▶ Task to complete: In the rows below, add -52 to every number in the point coordinates from the line containing "Mark a point on each instance of the man's forearm" through the line containing "(1089, 418)", then write out all of those lines again, with the labeling lines unchanged.

▶ Supplied entries:
[BEGIN]

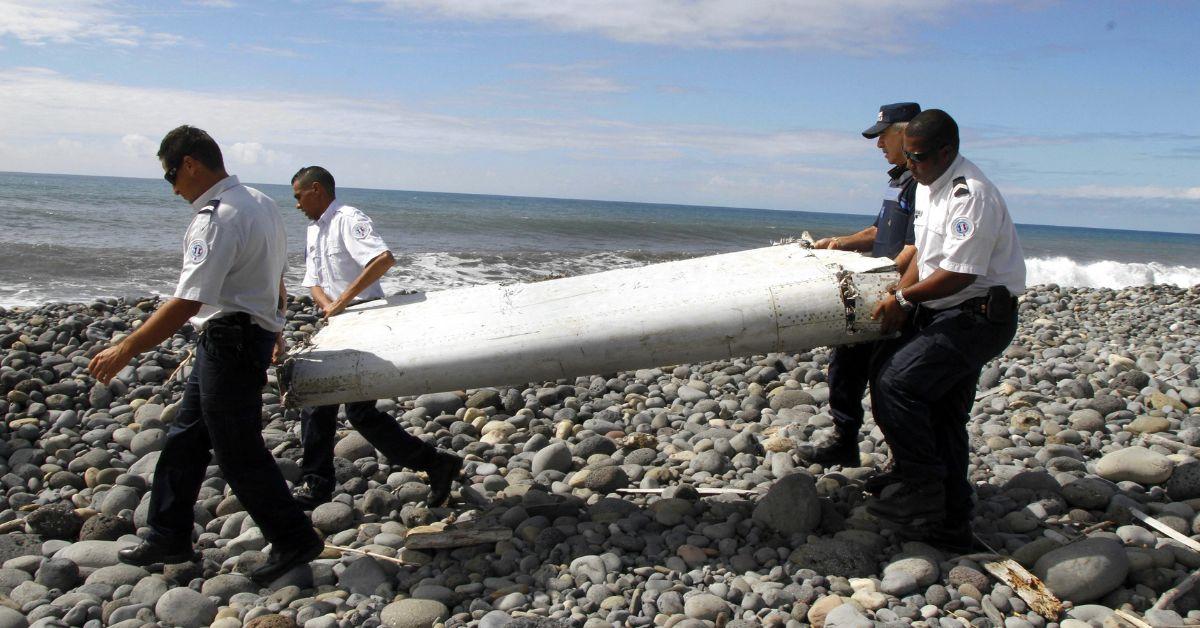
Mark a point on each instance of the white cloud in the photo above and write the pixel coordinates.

[END]
[BEGIN]

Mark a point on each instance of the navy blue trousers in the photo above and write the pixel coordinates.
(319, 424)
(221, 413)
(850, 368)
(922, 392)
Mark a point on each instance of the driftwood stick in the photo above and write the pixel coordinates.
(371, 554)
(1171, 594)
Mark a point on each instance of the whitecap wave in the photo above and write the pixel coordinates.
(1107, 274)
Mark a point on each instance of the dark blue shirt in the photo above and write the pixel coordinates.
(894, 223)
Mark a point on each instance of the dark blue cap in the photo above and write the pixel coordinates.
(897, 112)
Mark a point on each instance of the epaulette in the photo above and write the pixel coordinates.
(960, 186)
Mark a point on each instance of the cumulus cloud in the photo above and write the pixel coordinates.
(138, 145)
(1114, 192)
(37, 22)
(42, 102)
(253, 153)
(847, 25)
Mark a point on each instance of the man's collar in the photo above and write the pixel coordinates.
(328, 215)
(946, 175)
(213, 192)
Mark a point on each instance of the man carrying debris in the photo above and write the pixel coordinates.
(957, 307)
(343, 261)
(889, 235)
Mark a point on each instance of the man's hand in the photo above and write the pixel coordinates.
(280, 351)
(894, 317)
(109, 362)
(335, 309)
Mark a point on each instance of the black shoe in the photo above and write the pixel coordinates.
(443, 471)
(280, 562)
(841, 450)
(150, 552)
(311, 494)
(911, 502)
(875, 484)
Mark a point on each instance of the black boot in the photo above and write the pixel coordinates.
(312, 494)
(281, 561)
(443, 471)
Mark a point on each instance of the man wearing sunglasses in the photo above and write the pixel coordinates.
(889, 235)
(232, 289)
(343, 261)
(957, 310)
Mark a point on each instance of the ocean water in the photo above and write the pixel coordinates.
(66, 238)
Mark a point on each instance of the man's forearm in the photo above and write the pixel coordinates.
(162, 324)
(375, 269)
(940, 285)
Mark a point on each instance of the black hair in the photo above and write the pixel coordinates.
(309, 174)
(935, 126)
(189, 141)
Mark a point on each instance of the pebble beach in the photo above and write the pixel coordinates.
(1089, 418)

[END]
[BEGIN]

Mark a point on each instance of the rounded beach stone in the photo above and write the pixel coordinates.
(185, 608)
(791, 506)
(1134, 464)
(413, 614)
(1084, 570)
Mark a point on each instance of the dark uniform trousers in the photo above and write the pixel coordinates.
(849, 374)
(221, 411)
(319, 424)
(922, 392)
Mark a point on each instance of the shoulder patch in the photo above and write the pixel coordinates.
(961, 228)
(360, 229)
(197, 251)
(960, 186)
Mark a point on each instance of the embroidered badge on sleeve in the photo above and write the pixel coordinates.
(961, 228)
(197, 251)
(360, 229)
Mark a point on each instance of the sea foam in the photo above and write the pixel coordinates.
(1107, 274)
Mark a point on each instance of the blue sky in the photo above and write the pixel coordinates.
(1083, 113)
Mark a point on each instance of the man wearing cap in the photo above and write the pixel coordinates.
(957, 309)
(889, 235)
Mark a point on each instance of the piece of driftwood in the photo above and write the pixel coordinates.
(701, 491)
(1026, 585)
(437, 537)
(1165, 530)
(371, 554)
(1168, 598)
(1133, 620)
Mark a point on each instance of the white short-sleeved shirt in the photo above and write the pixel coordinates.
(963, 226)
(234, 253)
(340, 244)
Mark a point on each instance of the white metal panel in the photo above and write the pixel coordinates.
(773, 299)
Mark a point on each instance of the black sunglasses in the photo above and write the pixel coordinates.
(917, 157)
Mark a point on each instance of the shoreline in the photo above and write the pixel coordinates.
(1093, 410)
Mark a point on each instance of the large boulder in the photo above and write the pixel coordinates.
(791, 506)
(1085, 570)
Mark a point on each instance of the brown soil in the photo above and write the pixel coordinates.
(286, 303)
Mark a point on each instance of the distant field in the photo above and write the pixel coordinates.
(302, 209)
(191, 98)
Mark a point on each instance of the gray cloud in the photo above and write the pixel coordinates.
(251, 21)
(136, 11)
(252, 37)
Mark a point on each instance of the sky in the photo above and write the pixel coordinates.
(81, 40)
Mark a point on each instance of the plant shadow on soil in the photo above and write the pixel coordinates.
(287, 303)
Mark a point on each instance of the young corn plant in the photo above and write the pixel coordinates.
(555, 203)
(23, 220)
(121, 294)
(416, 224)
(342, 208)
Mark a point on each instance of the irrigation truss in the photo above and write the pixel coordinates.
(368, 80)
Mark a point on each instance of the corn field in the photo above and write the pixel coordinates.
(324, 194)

[END]

▶ Complete output:
Mark a point on each instance of the man's forearm in the photo above and write the pixel coordinates.
(110, 272)
(323, 217)
(888, 233)
Mark a point on each instance of the black hair in the photo above and write the pixel coordinates.
(257, 122)
(883, 74)
(137, 89)
Mark a point on each instance of the pebble beach in the photo above and write the pixel coordinates.
(1037, 366)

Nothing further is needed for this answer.